▶ [Work request] Each line of the data should be transcribed exactly as given.

Segment Start: Data for analysis

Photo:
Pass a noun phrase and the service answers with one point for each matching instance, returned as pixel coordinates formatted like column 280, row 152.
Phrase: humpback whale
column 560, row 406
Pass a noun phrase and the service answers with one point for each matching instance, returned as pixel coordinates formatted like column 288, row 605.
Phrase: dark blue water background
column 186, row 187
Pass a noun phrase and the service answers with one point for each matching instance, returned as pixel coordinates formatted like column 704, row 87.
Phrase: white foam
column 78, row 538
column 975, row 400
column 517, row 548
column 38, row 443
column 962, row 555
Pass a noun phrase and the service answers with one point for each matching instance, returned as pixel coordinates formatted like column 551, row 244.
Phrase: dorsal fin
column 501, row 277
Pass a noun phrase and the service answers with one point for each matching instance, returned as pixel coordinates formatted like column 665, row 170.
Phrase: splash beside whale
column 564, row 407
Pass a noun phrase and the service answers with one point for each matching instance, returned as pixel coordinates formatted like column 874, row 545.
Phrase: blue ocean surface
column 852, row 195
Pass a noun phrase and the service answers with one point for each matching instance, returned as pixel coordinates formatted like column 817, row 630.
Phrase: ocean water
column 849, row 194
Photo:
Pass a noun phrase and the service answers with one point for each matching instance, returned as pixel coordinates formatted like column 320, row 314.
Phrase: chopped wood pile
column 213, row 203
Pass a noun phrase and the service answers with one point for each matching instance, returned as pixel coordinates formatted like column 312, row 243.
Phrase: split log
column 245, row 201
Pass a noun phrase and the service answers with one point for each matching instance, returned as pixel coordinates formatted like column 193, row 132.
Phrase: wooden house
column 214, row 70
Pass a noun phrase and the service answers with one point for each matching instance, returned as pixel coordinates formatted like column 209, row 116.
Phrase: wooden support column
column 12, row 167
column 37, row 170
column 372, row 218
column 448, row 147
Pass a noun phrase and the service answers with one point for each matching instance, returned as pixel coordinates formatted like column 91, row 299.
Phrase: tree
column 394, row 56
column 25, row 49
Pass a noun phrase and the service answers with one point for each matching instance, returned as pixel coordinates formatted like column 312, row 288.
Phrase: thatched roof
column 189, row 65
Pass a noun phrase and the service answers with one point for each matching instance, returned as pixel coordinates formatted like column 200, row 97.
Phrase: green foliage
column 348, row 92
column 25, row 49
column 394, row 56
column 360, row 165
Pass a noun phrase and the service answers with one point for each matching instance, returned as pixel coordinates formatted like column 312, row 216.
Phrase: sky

Segment End: Data for analysis

▶ [Written reply]
Photo:
Pass a noun phrase and the service answers with one point for each matching instance, returned as pixel coordinates formatted like column 280, row 152.
Phrase: humpback whale
column 560, row 406
Pass a noun phrase and the service answers with one point for each matching instance, returned as pixel coordinates formatted like column 288, row 605.
Phrase: dark blue water background
column 186, row 187
Pass a noun phrase and the service answers with one point for each matching instance, returned as pixel coordinates formatted like column 704, row 87.
Phrase: white foam
column 78, row 538
column 975, row 400
column 517, row 548
column 38, row 443
column 962, row 555
Pass a noun phrase and the service answers with one point for each matching instance, returned as pixel coordinates formatted like column 551, row 244.
Phrase: dorsal fin
column 501, row 277
Pass a noun phrase and the service answers with one point for each matching instance, returned as pixel coordinates formatted like column 665, row 170.
Phrase: splash beside whale
column 564, row 407
Pass a noun phrase and the service answers with one point for each matching instance, returned as pixel coordinates formatted like column 874, row 545.
Phrase: blue ocean surface
column 852, row 195
Pass a noun phrase and the service answers with one point for each matching instance, returned as pixel coordinates formatted like column 817, row 630.
Phrase: ocean water
column 849, row 194
Photo:
Pass a noun phrase and the service answers with one point for each matching instance, returned as pixel coordinates formatted like column 320, row 314.
Phrase: chopped wood pile
column 213, row 203
Pass a noun phrase and the service answers with one point for each matching instance, returned as pixel coordinates formatted like column 312, row 243.
Phrase: split log
column 245, row 201
Pass a noun phrase and the service answers with one point for each matching instance, returned as pixel coordinates formatted like column 193, row 132.
Phrase: wooden house
column 214, row 70
Pass a noun phrase and the service answers with one point for each matching instance, returned as pixel coordinates formatted like column 209, row 116.
Phrase: wooden support column
column 12, row 167
column 37, row 170
column 372, row 218
column 448, row 147
Pass a noun phrase and the service answers with one point for each matching instance, returned as pixel coordinates formatted like column 91, row 299.
Phrase: tree
column 394, row 56
column 25, row 49
Pass a noun phrase and the service answers with one point for each matching instance, returned as pixel coordinates formatted like column 312, row 288.
Phrase: thatched roof
column 189, row 65
Pass a noun phrase and the service answers with one point for each matching instance, returned as pixel coordinates formatted like column 200, row 97.
Phrase: green foliage
column 348, row 92
column 25, row 49
column 394, row 56
column 360, row 165
Pass a noun phrase and the service answers with one point for each matching instance, returned as pixel coordinates formatted like column 312, row 216.
Phrase: sky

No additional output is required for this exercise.